To do:
Could you reproduce all of the material below, line for line and with no changes?

Task inputs:
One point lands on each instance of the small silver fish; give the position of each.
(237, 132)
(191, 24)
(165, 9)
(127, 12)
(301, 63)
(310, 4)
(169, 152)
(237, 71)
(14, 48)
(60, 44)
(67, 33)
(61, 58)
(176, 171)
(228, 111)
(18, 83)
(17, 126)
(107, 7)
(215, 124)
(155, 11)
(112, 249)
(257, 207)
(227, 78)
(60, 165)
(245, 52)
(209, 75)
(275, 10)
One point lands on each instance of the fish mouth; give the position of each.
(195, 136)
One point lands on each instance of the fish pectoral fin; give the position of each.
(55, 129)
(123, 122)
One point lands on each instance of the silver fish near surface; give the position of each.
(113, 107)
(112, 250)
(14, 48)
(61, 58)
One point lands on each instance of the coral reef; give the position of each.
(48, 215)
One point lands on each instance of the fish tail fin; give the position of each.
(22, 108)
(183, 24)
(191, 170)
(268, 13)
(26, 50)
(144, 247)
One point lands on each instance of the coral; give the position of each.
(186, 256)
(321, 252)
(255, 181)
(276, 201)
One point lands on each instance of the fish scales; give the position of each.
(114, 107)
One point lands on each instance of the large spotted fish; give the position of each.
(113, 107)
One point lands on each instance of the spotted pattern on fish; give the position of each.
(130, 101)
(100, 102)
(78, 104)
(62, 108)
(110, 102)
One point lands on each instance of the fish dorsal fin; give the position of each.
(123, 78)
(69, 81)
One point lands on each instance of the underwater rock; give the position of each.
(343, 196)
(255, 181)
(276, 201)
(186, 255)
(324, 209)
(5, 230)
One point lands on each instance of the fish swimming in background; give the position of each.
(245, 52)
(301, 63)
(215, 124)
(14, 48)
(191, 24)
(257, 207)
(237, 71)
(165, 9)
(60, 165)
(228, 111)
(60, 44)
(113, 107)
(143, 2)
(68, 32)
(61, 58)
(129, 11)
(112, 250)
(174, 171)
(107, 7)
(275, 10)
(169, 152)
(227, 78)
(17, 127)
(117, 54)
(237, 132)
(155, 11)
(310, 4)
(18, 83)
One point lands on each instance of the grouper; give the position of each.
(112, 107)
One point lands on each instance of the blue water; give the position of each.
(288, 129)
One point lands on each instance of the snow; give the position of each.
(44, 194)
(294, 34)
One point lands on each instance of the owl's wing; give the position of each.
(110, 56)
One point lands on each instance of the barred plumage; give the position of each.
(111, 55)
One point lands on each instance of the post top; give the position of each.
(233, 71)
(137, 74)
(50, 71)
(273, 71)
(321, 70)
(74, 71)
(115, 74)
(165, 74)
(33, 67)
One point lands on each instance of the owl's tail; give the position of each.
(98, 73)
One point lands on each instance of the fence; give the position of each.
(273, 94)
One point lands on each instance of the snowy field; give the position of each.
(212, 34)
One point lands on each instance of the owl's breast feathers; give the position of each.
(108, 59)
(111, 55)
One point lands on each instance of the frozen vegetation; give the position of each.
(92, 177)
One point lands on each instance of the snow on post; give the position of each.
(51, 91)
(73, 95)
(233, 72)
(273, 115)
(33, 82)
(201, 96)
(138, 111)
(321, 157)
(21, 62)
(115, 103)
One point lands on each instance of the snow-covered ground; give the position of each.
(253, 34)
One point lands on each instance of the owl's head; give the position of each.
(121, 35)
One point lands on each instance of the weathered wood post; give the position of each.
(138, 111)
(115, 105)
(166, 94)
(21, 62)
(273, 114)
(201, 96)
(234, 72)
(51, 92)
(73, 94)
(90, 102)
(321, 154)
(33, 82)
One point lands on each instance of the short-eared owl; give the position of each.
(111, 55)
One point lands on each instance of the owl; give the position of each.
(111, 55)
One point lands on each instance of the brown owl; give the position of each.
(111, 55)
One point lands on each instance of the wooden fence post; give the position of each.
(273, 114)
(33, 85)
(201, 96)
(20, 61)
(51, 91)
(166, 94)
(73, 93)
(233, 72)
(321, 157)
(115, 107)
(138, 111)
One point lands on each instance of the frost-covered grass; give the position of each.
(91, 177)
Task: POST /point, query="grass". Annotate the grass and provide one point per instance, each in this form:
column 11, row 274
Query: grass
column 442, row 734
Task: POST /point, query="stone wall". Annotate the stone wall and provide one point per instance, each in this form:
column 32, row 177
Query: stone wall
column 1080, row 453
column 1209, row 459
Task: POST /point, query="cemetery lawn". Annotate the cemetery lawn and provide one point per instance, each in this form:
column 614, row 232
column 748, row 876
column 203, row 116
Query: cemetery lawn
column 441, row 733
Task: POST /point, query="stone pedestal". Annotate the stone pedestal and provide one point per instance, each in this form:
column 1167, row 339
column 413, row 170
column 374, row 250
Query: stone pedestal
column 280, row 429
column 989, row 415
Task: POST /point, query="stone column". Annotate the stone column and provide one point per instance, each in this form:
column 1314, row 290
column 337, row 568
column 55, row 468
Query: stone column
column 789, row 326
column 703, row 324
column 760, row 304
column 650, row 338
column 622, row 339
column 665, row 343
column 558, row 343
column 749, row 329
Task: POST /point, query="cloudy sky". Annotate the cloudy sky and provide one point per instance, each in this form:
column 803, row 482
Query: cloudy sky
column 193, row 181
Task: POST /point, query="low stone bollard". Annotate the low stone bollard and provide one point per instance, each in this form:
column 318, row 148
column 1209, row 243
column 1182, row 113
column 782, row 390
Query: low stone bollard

Result of this task:
One point lands on each instance of the small silver fish; give the position of each.
(237, 132)
(191, 24)
(165, 9)
(127, 12)
(301, 63)
(310, 4)
(169, 152)
(237, 71)
(14, 48)
(60, 44)
(67, 33)
(61, 58)
(176, 171)
(228, 111)
(18, 83)
(17, 126)
(107, 7)
(215, 124)
(155, 11)
(112, 249)
(257, 207)
(227, 78)
(60, 165)
(245, 52)
(209, 75)
(275, 10)
One point lands on each instance of the fish mouth; give the position of each.
(195, 136)
One point lands on each instance of the fish pectoral fin; give the position of each.
(55, 129)
(123, 122)
One point lands on each instance of the silver fish near surface; give the position of each.
(113, 107)
(112, 250)
(14, 48)
(61, 58)
One point lands on each instance of the coral reef; give the position of each.
(48, 215)
One point lands on each instance of the fish tail fin; give the position of each.
(22, 108)
(183, 24)
(191, 170)
(268, 13)
(26, 50)
(144, 247)
One point lands on each instance of the coral; give the position of each.
(186, 256)
(321, 252)
(255, 181)
(276, 201)
One point lands on each instance of the fish scales; give the position of each.
(114, 107)
One point lands on each instance of the large spotted fish; give the position of each.
(113, 107)
One point lands on each instance of the spotted pattern on fish; give the position of each.
(130, 101)
(100, 102)
(78, 104)
(62, 108)
(110, 102)
One point lands on each instance of the fish dorsal fin; give the position of each.
(123, 78)
(69, 81)
One point lands on each instance of the underwater rock; give the position of each.
(343, 196)
(255, 181)
(276, 201)
(186, 255)
(324, 209)
(5, 230)
One point lands on each instance of the fish swimming in background; give the position of each.
(245, 52)
(301, 63)
(215, 124)
(14, 48)
(191, 24)
(257, 207)
(237, 71)
(165, 9)
(60, 165)
(228, 111)
(60, 44)
(113, 107)
(143, 2)
(68, 32)
(61, 58)
(129, 11)
(112, 250)
(174, 171)
(107, 7)
(275, 10)
(169, 152)
(227, 78)
(17, 127)
(117, 54)
(237, 132)
(155, 11)
(310, 4)
(18, 83)
One point lands on each instance of the grouper; give the position of each.
(112, 107)
One point lands on each instance of the blue water; give the position of each.
(288, 129)
One point lands on each instance of the snow; give the position of each.
(44, 194)
(294, 34)
One point lands on each instance of the owl's wing; give the position of each.
(110, 56)
One point lands on each instance of the barred plumage; give the position of each.
(111, 55)
One point lands on each instance of the post top; give the position of each.
(233, 71)
(137, 74)
(50, 71)
(273, 71)
(321, 70)
(74, 71)
(115, 74)
(165, 74)
(33, 67)
One point lands on each instance of the owl's tail; give the position of each.
(98, 73)
One point lands on each instance of the fence; give the position of each.
(273, 94)
One point lands on each instance of the snowy field; give the position of each.
(212, 34)
One point lands on each instance of the owl's breast feathers; give the position of each.
(108, 59)
(111, 55)
One point lands on each instance of the frozen vegetation; give the position of each.
(92, 177)
One point lands on each instance of the snow on post; give the position of each.
(51, 91)
(73, 95)
(233, 72)
(273, 115)
(33, 82)
(201, 96)
(138, 111)
(321, 157)
(21, 62)
(115, 103)
One point lands on each instance of the snow-covered ground; give the position of each.
(253, 34)
One point lands on each instance of the owl's head; give the position of each.
(121, 35)
One point lands on each instance of the weathered wood post; give the position of each.
(138, 111)
(115, 105)
(166, 94)
(21, 62)
(273, 114)
(201, 96)
(234, 72)
(51, 92)
(73, 94)
(90, 102)
(321, 154)
(33, 82)
One point lands on each instance of the short-eared owl; give the position of each.
(111, 55)
One point lands on each instance of the owl; give the position of each.
(111, 55)
One point lands on each instance of the brown owl; give the position of each.
(111, 55)
One point lands on each instance of the wooden fence post; give the position of each.
(273, 114)
(33, 85)
(201, 96)
(20, 61)
(51, 91)
(166, 94)
(73, 93)
(233, 72)
(321, 157)
(115, 107)
(138, 111)
One point lands on each instance of the frost-covered grass; give the position of each.
(91, 177)
Task: POST /point, query="grass". Annotate the grass and provide one point per instance, each in this form:
column 11, row 274
Query: grass
column 442, row 734
Task: POST /point, query="stone wall". Annotate the stone wall and provide one point per instance, each in this form:
column 32, row 177
Query: stone wall
column 1080, row 453
column 1209, row 459
Task: POST /point, query="cemetery lawn". Annotate the cemetery lawn and provide one point per instance, each in this form:
column 614, row 232
column 748, row 876
column 203, row 116
Query: cemetery lawn
column 441, row 733
Task: POST /point, query="stone pedestal". Annotate the stone pedestal and provide one point per instance, each in this form:
column 1167, row 339
column 413, row 170
column 374, row 250
Query: stone pedestal
column 280, row 429
column 989, row 415
Task: POST /point, query="stone column". Annotate the stone column and provide one point per instance, each in this form:
column 1314, row 290
column 337, row 568
column 55, row 468
Query: stone column
column 789, row 326
column 703, row 324
column 760, row 304
column 650, row 338
column 622, row 339
column 665, row 343
column 558, row 343
column 749, row 329
Task: POST /point, query="cloudy sky". Annotate the cloudy sky and provide one point per instance, each in this form:
column 803, row 482
Query: cloudy sky
column 193, row 181
Task: POST /point, query="low stone bollard". Annotate the low stone bollard and provide one point per instance, each in this form:
column 318, row 148
column 1209, row 243
column 1182, row 113
column 782, row 390
Query: low stone bollard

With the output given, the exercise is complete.